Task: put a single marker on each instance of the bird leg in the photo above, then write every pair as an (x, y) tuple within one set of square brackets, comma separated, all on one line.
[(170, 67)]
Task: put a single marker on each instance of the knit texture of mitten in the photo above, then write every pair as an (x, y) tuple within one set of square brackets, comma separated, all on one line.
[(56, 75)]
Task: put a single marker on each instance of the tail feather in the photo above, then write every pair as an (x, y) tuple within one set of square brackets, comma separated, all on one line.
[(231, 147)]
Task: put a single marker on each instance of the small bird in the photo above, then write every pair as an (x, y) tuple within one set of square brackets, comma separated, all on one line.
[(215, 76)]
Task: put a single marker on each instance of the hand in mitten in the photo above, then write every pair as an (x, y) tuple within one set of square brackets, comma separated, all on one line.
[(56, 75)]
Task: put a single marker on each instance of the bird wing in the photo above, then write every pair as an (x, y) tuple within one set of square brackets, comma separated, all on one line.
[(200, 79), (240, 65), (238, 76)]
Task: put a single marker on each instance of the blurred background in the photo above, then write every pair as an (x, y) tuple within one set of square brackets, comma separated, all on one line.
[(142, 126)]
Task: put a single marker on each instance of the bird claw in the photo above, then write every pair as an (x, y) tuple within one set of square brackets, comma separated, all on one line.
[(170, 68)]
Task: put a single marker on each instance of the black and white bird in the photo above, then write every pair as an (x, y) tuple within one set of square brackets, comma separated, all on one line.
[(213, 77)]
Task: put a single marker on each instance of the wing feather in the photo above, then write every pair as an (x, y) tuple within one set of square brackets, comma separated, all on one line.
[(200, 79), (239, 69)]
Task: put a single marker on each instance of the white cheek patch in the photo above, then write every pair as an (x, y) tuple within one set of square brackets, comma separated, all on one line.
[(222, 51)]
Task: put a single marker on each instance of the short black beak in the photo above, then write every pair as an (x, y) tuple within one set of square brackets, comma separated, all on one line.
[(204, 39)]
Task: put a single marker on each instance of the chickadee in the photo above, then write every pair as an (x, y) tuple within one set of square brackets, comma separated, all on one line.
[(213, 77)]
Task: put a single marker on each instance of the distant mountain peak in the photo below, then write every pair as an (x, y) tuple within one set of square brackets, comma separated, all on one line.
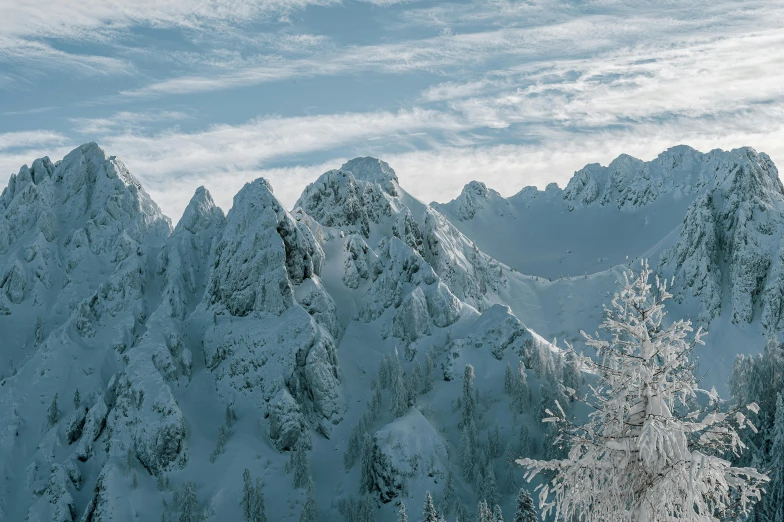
[(373, 170), (201, 211)]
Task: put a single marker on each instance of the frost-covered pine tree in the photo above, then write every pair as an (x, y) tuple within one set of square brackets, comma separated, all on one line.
[(775, 492), (483, 513), (644, 454), (508, 379), (489, 488), (39, 331), (366, 483), (188, 504), (53, 413), (526, 512), (468, 449), (252, 502), (430, 370), (402, 516), (300, 461), (467, 401), (309, 511), (498, 515), (449, 492), (494, 442), (399, 391), (429, 513)]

▶ _Work required_:
Reproduce the lines above word for word, from the line with "Task: put a single marker on each instance of the white" up to and including the final line, and leave the pictures out.

▶ _Solved exercise_:
Task: put a single marker on each instance of the white cheek patch in the photo above, then write every pair as an (x, y) tuple within one set of square brackets, comma separated, all on one line.
[(222, 51)]
Task: put a single marker on each instance of the short black beak in the photo above, then write every pair as an (x, y) tuple within one set of square brackets, comma separated, all on one line.
[(204, 39)]
Task: put a single marker on each instance of the chickadee in the photo above, then write every pair as an (x, y) tuple within one set of square brackets, comma separated, all on one line.
[(213, 77)]
Task: put a single marker on each instance of the distant mountain peak in the photo below, then write every pair as an (x, y) tuple within one set of square brackets, comma separated, all on one line.
[(373, 170), (201, 211)]
Task: put a single marker on each instance of the frost-covered pine tree in the photo above, then write every pair as an (x, y) tuple within one set of square brackets, comma separated, all on one line.
[(775, 492), (483, 513), (644, 454), (508, 379), (489, 488), (39, 331), (366, 483), (188, 504), (53, 413), (526, 512), (468, 449), (252, 502), (430, 370), (402, 516), (300, 461), (467, 401), (309, 511), (498, 515), (449, 492), (494, 442), (399, 391), (429, 513)]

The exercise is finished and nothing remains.